Given data -
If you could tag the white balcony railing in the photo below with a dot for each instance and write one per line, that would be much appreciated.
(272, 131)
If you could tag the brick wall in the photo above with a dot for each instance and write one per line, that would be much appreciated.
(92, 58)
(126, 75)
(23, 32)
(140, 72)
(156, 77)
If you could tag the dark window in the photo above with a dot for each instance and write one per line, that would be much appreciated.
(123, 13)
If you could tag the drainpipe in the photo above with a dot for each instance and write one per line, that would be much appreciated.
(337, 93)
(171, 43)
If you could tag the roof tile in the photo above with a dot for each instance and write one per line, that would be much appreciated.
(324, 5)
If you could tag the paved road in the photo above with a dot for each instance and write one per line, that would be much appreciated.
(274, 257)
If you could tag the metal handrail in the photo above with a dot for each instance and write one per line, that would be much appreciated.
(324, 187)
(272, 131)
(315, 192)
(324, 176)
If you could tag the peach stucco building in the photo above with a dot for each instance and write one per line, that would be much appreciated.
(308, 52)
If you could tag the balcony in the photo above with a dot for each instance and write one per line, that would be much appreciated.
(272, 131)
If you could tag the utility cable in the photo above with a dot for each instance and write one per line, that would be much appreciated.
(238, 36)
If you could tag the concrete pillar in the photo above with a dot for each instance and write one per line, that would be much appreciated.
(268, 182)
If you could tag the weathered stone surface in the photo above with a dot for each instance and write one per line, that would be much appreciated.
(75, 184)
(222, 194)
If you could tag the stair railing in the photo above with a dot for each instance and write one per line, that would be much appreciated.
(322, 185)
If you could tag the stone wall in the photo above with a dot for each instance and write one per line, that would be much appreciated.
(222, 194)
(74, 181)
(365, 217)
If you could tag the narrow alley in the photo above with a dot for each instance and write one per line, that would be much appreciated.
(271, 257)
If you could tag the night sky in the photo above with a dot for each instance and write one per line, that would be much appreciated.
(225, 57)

What you are asked to do - Output the lines from the line containing "If you could tag the metal" to the end, both included; add nothing.

Complete answer -
If you could tag the metal handrail in the photo above with a dot for each instance and write one per line, that would be much appreciated.
(324, 187)
(272, 131)
(315, 192)
(324, 176)
If you could tag the peach stucco building in the photo above with a dot for each instance and write one per line, that would be much appreciated.
(308, 52)
If you could tag the balcony in the photo above with a dot for each instance and write one per line, that would be much appreciated.
(272, 131)
If you could tag the utility cable in the photo above with a dot for each instance and write one per line, that would be much appreciated.
(238, 36)
If you could tag the concrete pillar in the photo above with a dot for each instance and write one per line, that would be much appreciated.
(268, 182)
If you could tag the weathered stone surface in the photo above with a dot for each instance and write one per line, that would be much appreciated.
(75, 184)
(222, 194)
If you could tag the stair railing in the photo above with a dot for each instance and write one per line, that would be much appreciated.
(322, 185)
If you could tag the stone wall in the photo above with a dot for each instance and write one per line, that would be much appreciated.
(222, 194)
(74, 181)
(365, 217)
If you could tag the narrow alley in the photo above with a dot for each instance and write one per line, that would be much appreciated.
(271, 257)
If you could tag the night sky in the photo above with a dot for each instance and write one per line, that would be much appreciated.
(225, 57)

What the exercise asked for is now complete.